Задание a –
Какие качества перечислены в цитате, которой заканчивается исходный текст?

Годы, отделяющие нас от кончины Булата Шалвовича, обозначили и укрупнили масштаб утраты. Любовь и горе плохо способствуют пониманию. Тогда, в чёрном июне 97-го, растерянность была практически повсеместной. Люди, месяцами друг с другом не общавшиеся, созванивались, уточняя уже не имеющие значения подробности, сокрушенно бекали и мекали в трубку: "Что же теперь будет?.." Нечто подобное до того происходило разве что после недавней смерти Иосифа Бродского.

 

После смерти, по слову Довлатова, началась история. Уход Окуджавы стал личной утратой не только для близких и друзей, не только для коллег по цеху, но для всей его необъятной аудитории. Неисчислимые отклики на его смерть были удивительно искренни, и при этом удивительно сходны. Люди разного возраста, убеждений, различного житейского и эстетического опыта, знавшие Окуджаву близко либо вовсе его не знавшие, повторяли практически одно и то же: "Совесть, благородство и достоинство"...

Записанные данные –
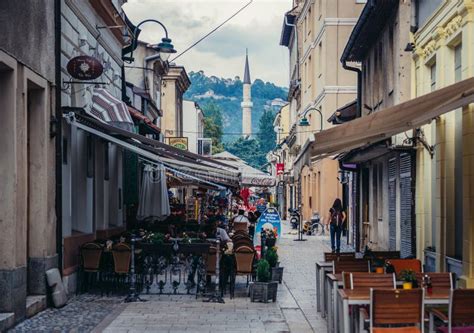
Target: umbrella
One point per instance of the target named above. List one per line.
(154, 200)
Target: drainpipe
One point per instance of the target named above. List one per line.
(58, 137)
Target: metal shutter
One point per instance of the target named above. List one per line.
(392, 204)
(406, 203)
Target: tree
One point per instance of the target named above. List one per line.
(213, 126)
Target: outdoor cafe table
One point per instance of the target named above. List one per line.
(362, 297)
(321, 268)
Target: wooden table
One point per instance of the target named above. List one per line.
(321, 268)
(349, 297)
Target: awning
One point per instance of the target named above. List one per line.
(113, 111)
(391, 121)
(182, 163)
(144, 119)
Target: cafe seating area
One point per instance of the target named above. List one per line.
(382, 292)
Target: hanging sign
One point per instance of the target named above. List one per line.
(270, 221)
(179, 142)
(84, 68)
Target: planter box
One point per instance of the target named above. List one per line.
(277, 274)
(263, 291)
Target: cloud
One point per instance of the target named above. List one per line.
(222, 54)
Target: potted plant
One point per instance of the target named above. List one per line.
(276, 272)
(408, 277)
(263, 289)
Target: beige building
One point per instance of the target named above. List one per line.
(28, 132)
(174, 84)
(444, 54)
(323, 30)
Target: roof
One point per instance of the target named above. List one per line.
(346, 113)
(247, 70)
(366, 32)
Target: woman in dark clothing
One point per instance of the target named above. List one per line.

Задание b –
Перепишите весь перечень из раздела «Записанные данные», заменив «List one per line» на «Write one per line» и ничего больше не меняя. Картинки в ответ не включайте.

Решение a –
Совесть, благородство, достоинство.

Решение b –
Target: umbrella
One point per instance of the target named above. Write one per line.
(154, 200)
Target: drainpipe
One point per instance of the target named above. Write one per line.
(58, 137)
Target: metal shutter
One point per instance of the target named above. Write one per line.
(392, 204)
(406, 203)
Target: tree
One point per instance of the target named above. Write one per line.
(213, 126)
Target: outdoor cafe table
One point per instance of the target named above. Write one per line.
(362, 297)
(321, 268)
Target: wooden table
One point per instance of the target named above. Write one per line.
(321, 268)
(349, 297)
Target: awning
One point per instance of the target named above. Write one per line.
(113, 111)
(391, 121)
(182, 163)
(144, 119)
Target: cafe seating area
One point per instance of the target named above. Write one per line.
(382, 292)
Target: hanging sign
One point per instance of the target named above. Write one per line.
(270, 221)
(179, 142)
(84, 68)
Target: planter box
One point per instance of the target named above. Write one per line.
(277, 274)
(263, 291)
Target: cloud
One point per instance of the target named above. Write one per line.
(222, 54)
Target: potted plant
One point per instance of the target named above. Write one per line.
(276, 272)
(408, 277)
(263, 289)
Target: beige building
One point per instance of the target named above. Write one per line.
(28, 132)
(174, 84)
(444, 54)
(323, 30)
Target: roof
One point per instance of the target named above. Write one per line.
(346, 113)
(247, 70)
(366, 32)
Target: woman in dark clothing
One point per instance of the target named above. Write one per line.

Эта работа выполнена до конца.